= Excerpt =
Get advice and support with infant feeding from other users here.

some help for a friend breast feeding her 2 week old v little baby please

30 replies

nowwearefour · 21/10/2009 17:18

it really isnt me just to be clear- my dds are not breastfed any more (i fed both til 13 months which is poss why my friend is asking me for help). her dd was 1 week early and had never had a good latch. she was only 5lb 6 and had low blood sugar levels to start wtih and was topped up a little in hospital. anyway my friend suffers with sore nipples (adjustment and poor latch i would imagine) and now she has developed a crack. the pain she says is unbearable. she wants to express for a while. i advised this wasnt a good idea as dd would prob take more to thebottle and getting back onto the breast might be hard. but she really is in pain- had a c section so that is sore anyway. any advice on what i should say to her. i have given her number of a b/feeding counsellor and a drop in clinic times etc so cant do too much more but wondered what others suggest. i had cracks and just fed on through them taking painkillers.

OP posts:
star6 · 23/10/2009 07:38

those silverettes mini cups saved my life and let me continue to bf through immense pain!!! I wore them whenever I wasn't feeding. Helped a lot. I'm also finished bf as my little guy is nearly 13 months and am selling my sterilized pair..... if you're interested

needtomoveon · 23/10/2009 08:51

You are a great friend to be helping her like this and your support is really going to help. However, she probably needs help from someone with breastfeeding expertise to get to the bottom of the problem. There is a lot of advice on here and some suggestions might work but solving the cause of the nipple trauma is the most important - so she is not in so much pain.

Two things are worth pointing out - nipple pain is never normal (beyond that momentary sensation when the baby latches on).

Nipple shields may cause more problems than they solve. They do not address the underlying problem and they intefere with sucking which can cause supply problems and nipple confusion - which can then lead to more problems with latch. They are probably best used under guidance.

A breastfeeding counsellor - today really - would be a good way to go. I do bf peer support and would happily listen to your friend if she came to our support group but I would also suggest a chat with a bf counsellor. I thought my community midwives were great - really professional, caring and pro-bf but none of them had specialist breastfeeding training (too overworked - they were waiting for updates on stitching and other courses too).

= Work item A =
Using the breastfeeding thread, mark each statement yes or no and quote the words that decide it. (i) The friend's baby was born one week early. (ii) The original poster breastfed both of her children until they were six months old. (iii) needtomoveon says her community midwives had specialist breastfeeding training.
= Work item B =
Answer these questions from the breastfeeding thread.
(i) How much did the friend's baby weigh?
(ii) What item does star6 offer to sell?
(iii) What kind of support does needtomoveon say she provides?
= Work item C =
Carry on the breastfeeding thread from its final post.

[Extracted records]
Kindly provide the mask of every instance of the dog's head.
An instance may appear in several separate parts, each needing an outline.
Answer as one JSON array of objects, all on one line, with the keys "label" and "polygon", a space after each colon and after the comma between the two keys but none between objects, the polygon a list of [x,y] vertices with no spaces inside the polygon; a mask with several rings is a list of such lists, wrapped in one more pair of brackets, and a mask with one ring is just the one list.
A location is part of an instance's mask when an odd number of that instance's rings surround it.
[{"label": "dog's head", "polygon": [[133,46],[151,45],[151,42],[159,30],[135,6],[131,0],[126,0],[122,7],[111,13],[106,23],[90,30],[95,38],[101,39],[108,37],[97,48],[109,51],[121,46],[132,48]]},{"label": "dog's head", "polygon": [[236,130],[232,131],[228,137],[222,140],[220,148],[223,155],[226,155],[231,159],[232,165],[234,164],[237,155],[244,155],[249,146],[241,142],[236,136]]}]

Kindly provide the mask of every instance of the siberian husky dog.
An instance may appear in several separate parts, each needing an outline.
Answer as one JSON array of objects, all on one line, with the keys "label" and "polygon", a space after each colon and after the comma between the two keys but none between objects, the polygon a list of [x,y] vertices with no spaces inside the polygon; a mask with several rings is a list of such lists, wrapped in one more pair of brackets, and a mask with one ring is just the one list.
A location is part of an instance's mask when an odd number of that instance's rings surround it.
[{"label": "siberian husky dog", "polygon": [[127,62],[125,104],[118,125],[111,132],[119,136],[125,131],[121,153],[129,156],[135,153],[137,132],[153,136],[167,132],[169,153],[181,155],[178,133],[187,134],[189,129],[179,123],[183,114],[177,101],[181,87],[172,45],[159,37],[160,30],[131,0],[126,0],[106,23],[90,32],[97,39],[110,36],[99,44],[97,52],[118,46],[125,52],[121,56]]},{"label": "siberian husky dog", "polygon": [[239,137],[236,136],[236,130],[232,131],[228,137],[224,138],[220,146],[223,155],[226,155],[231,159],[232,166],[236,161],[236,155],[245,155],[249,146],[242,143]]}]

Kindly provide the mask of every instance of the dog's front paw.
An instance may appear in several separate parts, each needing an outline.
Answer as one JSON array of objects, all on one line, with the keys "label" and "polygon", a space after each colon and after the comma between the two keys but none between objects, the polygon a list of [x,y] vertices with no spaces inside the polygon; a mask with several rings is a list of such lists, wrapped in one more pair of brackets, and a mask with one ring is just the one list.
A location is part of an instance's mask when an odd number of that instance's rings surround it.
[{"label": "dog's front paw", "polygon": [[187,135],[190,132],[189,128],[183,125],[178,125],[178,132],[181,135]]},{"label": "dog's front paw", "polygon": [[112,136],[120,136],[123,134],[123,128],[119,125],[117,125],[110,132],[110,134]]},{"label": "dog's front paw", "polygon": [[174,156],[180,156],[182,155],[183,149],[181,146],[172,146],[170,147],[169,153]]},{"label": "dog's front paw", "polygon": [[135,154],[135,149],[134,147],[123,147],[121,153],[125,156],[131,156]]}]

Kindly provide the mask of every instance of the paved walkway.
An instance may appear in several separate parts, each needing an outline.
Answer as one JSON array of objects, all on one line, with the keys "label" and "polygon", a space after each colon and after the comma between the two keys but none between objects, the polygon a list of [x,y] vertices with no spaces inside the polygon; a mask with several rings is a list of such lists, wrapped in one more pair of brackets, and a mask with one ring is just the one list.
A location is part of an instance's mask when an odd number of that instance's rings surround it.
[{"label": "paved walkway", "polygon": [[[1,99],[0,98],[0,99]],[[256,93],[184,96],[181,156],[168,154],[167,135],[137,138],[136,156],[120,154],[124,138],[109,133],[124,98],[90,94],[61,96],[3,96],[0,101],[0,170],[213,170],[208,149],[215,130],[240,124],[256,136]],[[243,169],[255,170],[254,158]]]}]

= Expected output A =
(i) Yes: "her dd was 1 week early"
(ii) No: "i fed both til 13 months"
(iii) No: "none of them had specialist breastfeeding training"

= Expected output B =
(i) 5lb 6
(ii) A sterilized pair of silverettes mini cups
(iii) Breastfeeding peer support

= Expected output C =
Expressing on the damaged side might give some temporary relief but it depends how she feels about that. Not everyone likes expressing.

How is the baby doing? Poos, colour etc.

star6 · 23/10/2009 09:08

I agree with needtomoveon. Silverettes helped me overcome pain and healed the nipples, but my bf counselor helped solve the problem. Because if nipples are cracked and really sore, there is usually a problem with the latch. I saw a bf counselor for about 2 weeks every single day of the week and then about once or twice a week for several weeks after that. Most people don't need quite this much but the support of a bf counselor is irreplaceable. There are loads of freephone numbers that you can call for support and usually they find someone close to you to help out. If you're near me, I know a few people personally that can help - where is she located?

needtomoveon · 23/10/2009 09:18

Forgot to say that I personally had a small first baby (jus 5lbs) lots of early problems with low blood sugar, formula top ups. It was an incredibly anxious time. I hated those early weeks because I was so scared that something would go badly wrong with my baby (she is fine now). Good luck to your friend and keep making her tea/toast/hot chocolate or whatever she wants for comfort food

star6 · 23/10/2009 09:23

me too, neetomoveon! Small 5lb baby and low blood sugar and they kept giving baby formula top ups during our 3 days in the hospital.I was so worried that my milk wouldn't be enough for him. But support of MN and especially bf counselor was so valuable and made all the difference.